(Passage to read):
════
# Exhausted by wife's depression



## Daedalus (Jun 29, 2011)

*Exhausted by wife's depression -- and wanting out*

I am really struggling to keep it together with my wife's depression. Stepping back to give a quick rundown of my history, I have suffered from mild to moderate depression most of my life, though I was only diagnosed about 15 years ago when my mother went through a bout of major depression. At that point, I "solved" her problem by having her move in with me in my 1 bedroom apartment -- she slept on the living room floor until a 2 bedroom unit came available in the complex.

The "upside" of that episode was that I started seeing a therapist and within 8 months had started dating for the first time, and got engaged to the second woman I met.

I was married to my first for almost 5 years when she died suddenly after knee replacement surgery. Our marriage was OK, but she did complain quite a bit about me not putting enough into it. She was very active in a support community, which was helpful in the immediate recovery. Unfortunately, I was basically following in her shadow and gradually started losing my connection after her death.

Now to my current wife. I had met her before, but the first time I really took an interest in her was at a memorial gathering for my first wife. Carried by the whirlwind of emotions, we were married less than six months after my first wife's death! There were lots of red flags, but I thought I could fix the world with love and my first wife's life insurance payout. The money did help for a while, but we ended up burning through 3-4 times that much in the 10 years of our marriage. 

The big red flag at the outset was her relationship with her ex from her first marriage -- and her reaction thereto. Without going into details, he was emotionally abusive to her and she responded with anxiety and depression. Depression was a major factor in their divorce and every e-mail from him triggered an anxiety attack. One of her therapists related it to PTSD. Anyway, she started seeing a therapist and I figured between that and the reduced interaction when their daughter went to college, she should be able to get back to the woman I fell in love with. Well, her daughter is going into her senior year in college and the last year has been a nightmare. 

My wife dates the start of her current depression episode to December or so, but I think it went back much further. Getting to the current situation, she has been on medical leave from her job since April 25th due to severe major depression (diagnosed by 3 psychiatrists), has been through a number of drug combinations, and is now in the middle of ECT (electro-convulsive therapy) treatments. She seems to be gradually improving, but it is very slow.
════
[Collected data entries]
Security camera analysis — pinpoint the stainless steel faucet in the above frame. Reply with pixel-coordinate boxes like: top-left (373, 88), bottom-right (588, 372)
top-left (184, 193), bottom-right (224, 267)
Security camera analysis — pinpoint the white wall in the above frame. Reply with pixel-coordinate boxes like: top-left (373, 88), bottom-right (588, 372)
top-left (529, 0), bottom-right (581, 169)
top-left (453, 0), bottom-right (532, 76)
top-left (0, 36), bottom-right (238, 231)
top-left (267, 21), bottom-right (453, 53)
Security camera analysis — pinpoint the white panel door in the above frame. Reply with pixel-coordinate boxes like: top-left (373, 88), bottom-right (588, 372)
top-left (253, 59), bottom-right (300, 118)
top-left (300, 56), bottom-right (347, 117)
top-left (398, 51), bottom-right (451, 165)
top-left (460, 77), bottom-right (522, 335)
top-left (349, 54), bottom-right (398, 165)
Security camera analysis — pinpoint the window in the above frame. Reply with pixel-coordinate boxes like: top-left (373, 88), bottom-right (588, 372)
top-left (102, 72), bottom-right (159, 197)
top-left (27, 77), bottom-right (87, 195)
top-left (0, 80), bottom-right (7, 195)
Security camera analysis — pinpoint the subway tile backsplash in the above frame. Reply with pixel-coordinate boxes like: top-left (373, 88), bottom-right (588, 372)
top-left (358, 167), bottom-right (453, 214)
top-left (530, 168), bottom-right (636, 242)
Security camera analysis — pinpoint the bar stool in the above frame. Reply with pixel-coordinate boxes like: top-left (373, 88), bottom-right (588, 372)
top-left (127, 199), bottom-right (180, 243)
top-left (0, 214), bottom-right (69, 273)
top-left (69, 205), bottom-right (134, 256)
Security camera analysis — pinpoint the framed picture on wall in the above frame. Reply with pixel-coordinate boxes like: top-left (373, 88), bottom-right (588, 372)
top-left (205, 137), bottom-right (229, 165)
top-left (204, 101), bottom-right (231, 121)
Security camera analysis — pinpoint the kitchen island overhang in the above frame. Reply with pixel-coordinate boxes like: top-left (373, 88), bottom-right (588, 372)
════
(Exercises to complete):
**A)** Write out the forum post on a wife's depression from "I am really" up to and including "woman I met.".
**B)** In the forum post on a wife's depression, what treatment is the wife now in the middle of?

(Answers given):
**A)**
I am really struggling to keep it together with my wife's depression. Stepping back to give a quick rundown of my history, I have suffered from mild to moderate depression most of my life, though I was only diagnosed about 15 years ago when my mother went through a bout of major depression. At that point, I "solved" her problem by having her move in with me in my 1 bedroom apartment -- she slept on the living room floor until a 2 bedroom unit came available in the complex.

The "upside" of that episode was that I started seeing a therapist and within 8 months had started dating for the first time, and got engaged to the second woman I met.

**B)** ECT (electro-convulsive therapy) treatments.